What the task asks →
Pick out each line of the records that contains the string "with" and copy those lines. Uppercase and lowercase letters must match.

Data for this task →
(begin)

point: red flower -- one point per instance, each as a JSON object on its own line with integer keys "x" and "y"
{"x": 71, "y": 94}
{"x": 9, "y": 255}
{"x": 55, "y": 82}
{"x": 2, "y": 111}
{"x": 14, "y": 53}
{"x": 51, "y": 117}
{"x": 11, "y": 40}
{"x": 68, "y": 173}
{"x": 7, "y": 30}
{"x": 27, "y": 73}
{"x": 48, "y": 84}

(end)
(begin)

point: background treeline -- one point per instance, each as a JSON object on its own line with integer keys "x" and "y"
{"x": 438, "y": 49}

(end)

Expected answer →
point: red flower -- one point per instance, each as a JSON object on its own line with integer keys "x" and "y"
point: background treeline -- one point per instance, each as a JSON object on its own line with integer keys "x" and "y"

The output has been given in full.